* _Extract to read_:

╔══

Interdisciplinary team of researchers from UMass Amherst and UMass Chan Medical School maps the cellular production of protein and discovers how to boost its output
In a major new development in the quest to develop better gene therapies with which to treat a host of diseases, researchers at the University of Massachusetts Amherst and UMass Chan Medical School recently announced that they have mapped the expression and maturation of the protein alpha-1 antitrypsin (AAT) with unprecedented clarity. The results, which detail the molecular folding of the protein, were published in the Proceedings of the National Academy of Sciences and will help to develop specific therapies to treat an inherited disease known as alpha-1 antitrypsin deficiency, as well as more effectively treat a wide range of genetic diseases.
A revolution in disease treatment has occurred in recent years. It is now clear that there is an entire range of diseases, such as AAT deficiency, that arise when our own bodies produce dysfunctional protein at the genetic level. Production of defective AAT or inadequate amounts of AAT can cause serious lung and liver diseases. These diseases must be treated either by delivering the missing proteins to the body, or, even better, teaching the body to make the missing proteins for itself by introducing an intact copy of the specific protein-producing gene into the right cell’s DNA.

╚══

Photo-based referring expression data
╔══

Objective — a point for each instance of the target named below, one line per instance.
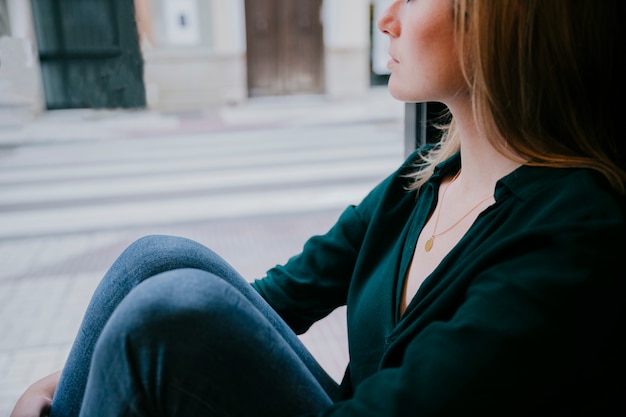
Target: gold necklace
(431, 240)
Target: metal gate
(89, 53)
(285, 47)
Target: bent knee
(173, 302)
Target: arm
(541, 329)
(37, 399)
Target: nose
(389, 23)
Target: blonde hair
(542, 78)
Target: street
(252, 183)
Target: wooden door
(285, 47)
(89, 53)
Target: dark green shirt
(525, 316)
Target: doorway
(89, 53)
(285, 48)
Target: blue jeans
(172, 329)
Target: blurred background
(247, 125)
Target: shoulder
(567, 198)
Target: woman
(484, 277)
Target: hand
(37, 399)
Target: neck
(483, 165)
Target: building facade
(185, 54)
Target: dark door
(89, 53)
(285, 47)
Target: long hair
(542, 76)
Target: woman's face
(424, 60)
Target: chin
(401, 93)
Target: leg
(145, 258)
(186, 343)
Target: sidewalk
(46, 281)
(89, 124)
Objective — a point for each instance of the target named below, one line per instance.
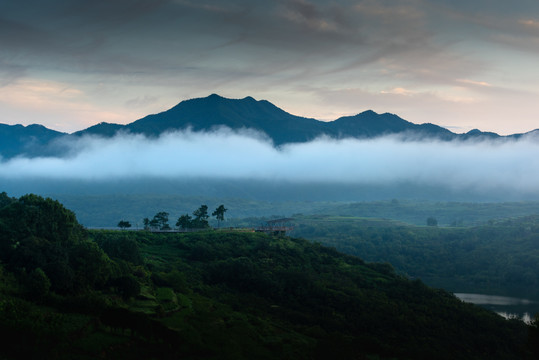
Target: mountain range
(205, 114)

╚══

* _Work instructions_:
In the article on alpha-1 antitrypsin research, which journal published the results?

* _Expected answer_:
The Proceedings of the National Academy of Sciences.